▸ DIRECTION: Write the next part of the essay on ghosting that follows, starting right after its final sentence.

▸ PAGE EXCERPT:

════

The Greatness of Ghosting
How I embraced the despicable silence I once hated …
I used to decry ghosting. I used to lead the internet shame brigade in asking “just who are these uncivilized monsters who can’t just disappear with an announcement of why first?”
Others felt the same about the phenomenon of ghosting. We were employment candidates that never heard back from human resources, leaving us to wonder if we had merely imagined those three interviews. We were jilted lovers, some who had been on one date believing there would be a second, or had messaged heartfelt confessions, only to be unmatched or blocked the next morning. We gathered in the dark corners of the internet forums like disaffected drunks in a dive bar, nursing our drinks and licking our wounds, and seeking the elusive closure that in a final act of irony, appeared to ghost even ourselves.
Until I became the ghoster.
It was easy for me to complain about ghosting. I’d sent a 1,000 interviews over a year period and had been ghosted after numerous interviews and vague messages of “We’ll let you know how things turn out.” And while my employment status just wasn’t stellar enough to make me a earn the attention of any recruiter until much later in my career, as it turned out, my love life is a completely different story.

════

▸ MATERIAL:
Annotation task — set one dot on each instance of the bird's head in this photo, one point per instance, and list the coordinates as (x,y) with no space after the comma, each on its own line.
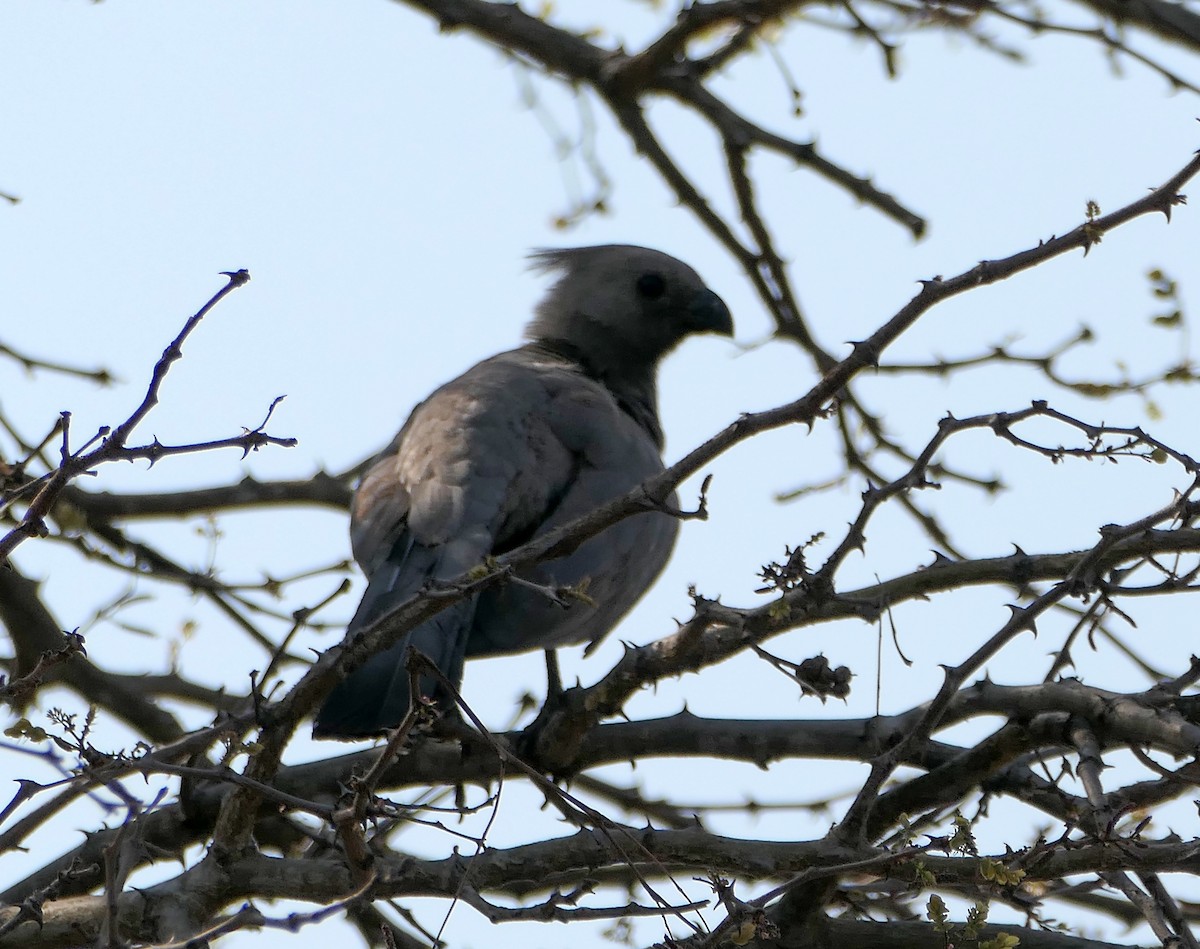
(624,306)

════

▸ RIGHT ANSWER:
After a long term relationship, I found myself single again in the age of swiping apps. And this is where my ghosting muscles were soon flexed.
We hate ghosting, but as it turns out, it’s useful. In a lot of cases, it’s necessary. I hadn’t been able to understand the utility until I was the one doing it, and in my expert opinion, ghosting happens for many reasons, but rest assured, it’s not really your fault. (Well, most of the time, it’s not your fault. But sometimes it is.)
I found myself ghosting people because they demanded too much from me. No, I can’t text you during my job hours because I have a career and I actually have to focus on it.
I ghosted people because our communication styles didn’t match. They were too needy, I was too detached.
I ghosted people because they said things that were inappropriate or disrespectful. Sorry, you get no response because you don’t deserve one. (And most of the time, they know why they were ghosted.)
I ghosted numerous first dates. I had dates with people that I never contacted later even though I nodded my head and said, “Sure, I’ll be in touch!”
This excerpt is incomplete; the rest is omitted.